▶ [Data section]:

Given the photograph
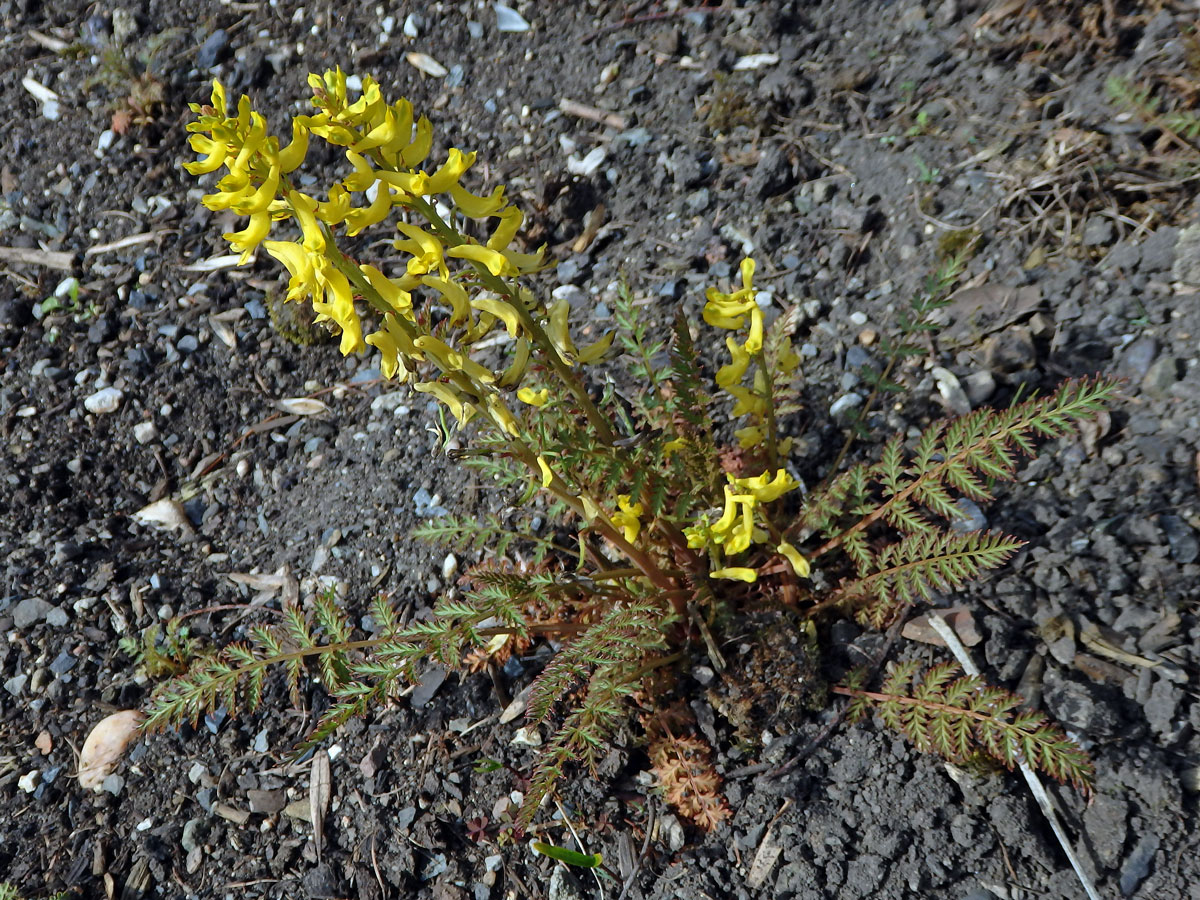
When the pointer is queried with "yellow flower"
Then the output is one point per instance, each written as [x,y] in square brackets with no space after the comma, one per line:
[461,407]
[733,372]
[396,347]
[425,250]
[246,240]
[766,487]
[495,262]
[736,573]
[628,519]
[336,305]
[534,399]
[299,264]
[502,310]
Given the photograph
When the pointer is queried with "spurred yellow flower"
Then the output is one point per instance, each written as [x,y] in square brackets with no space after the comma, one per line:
[534,399]
[628,517]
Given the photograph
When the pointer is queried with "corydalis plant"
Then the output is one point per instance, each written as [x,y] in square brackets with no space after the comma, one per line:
[671,531]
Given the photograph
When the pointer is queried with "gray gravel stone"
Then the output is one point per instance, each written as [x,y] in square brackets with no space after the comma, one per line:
[29,611]
[1137,867]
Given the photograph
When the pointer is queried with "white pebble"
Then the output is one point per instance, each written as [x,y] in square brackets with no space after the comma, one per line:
[144,432]
[106,400]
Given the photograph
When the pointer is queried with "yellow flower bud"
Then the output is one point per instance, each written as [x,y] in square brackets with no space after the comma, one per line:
[516,370]
[292,156]
[534,399]
[246,240]
[495,262]
[451,171]
[736,573]
[502,310]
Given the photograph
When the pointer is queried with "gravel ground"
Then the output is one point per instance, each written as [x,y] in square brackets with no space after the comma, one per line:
[850,147]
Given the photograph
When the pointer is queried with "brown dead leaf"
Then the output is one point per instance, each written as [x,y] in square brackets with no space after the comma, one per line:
[121,120]
[319,790]
[957,617]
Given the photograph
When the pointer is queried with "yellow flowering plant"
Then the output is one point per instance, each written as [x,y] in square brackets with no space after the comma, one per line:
[685,505]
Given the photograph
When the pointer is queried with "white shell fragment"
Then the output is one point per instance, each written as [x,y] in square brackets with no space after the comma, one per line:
[301,406]
[106,745]
[588,165]
[509,19]
[166,514]
[426,64]
[106,400]
[756,60]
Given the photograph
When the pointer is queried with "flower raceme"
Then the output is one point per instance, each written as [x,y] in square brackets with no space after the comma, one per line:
[741,525]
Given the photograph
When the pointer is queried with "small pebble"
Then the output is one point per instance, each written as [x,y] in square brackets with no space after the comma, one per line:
[145,432]
[106,400]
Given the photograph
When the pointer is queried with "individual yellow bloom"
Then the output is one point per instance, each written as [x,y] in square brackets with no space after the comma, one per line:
[391,293]
[799,564]
[381,135]
[474,207]
[299,264]
[450,360]
[339,205]
[735,371]
[396,347]
[503,415]
[337,306]
[261,198]
[215,155]
[246,240]
[493,261]
[749,402]
[502,310]
[766,487]
[736,573]
[425,250]
[292,156]
[408,183]
[357,220]
[363,177]
[304,210]
[628,517]
[451,171]
[534,399]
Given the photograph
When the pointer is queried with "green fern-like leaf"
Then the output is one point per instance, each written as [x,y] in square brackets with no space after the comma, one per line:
[958,717]
[910,570]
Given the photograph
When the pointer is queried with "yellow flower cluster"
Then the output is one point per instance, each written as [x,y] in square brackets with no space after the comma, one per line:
[737,528]
[736,312]
[385,149]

▶ [Stated task]: Extract from the data above every line that contains the string "yellow", and reproduce each such line in full.

▶ [Solution for this exercise]:
When the pointer is queried with "yellow flower"
When the pointer is queried with "spurred yellow flower"
When the pointer is queried with "yellow flower bud"
When the pointer is queried with "yellow flowering plant"
When the pointer is queried with "individual yellow bloom"
When the pointer is queried with "yellow flower cluster"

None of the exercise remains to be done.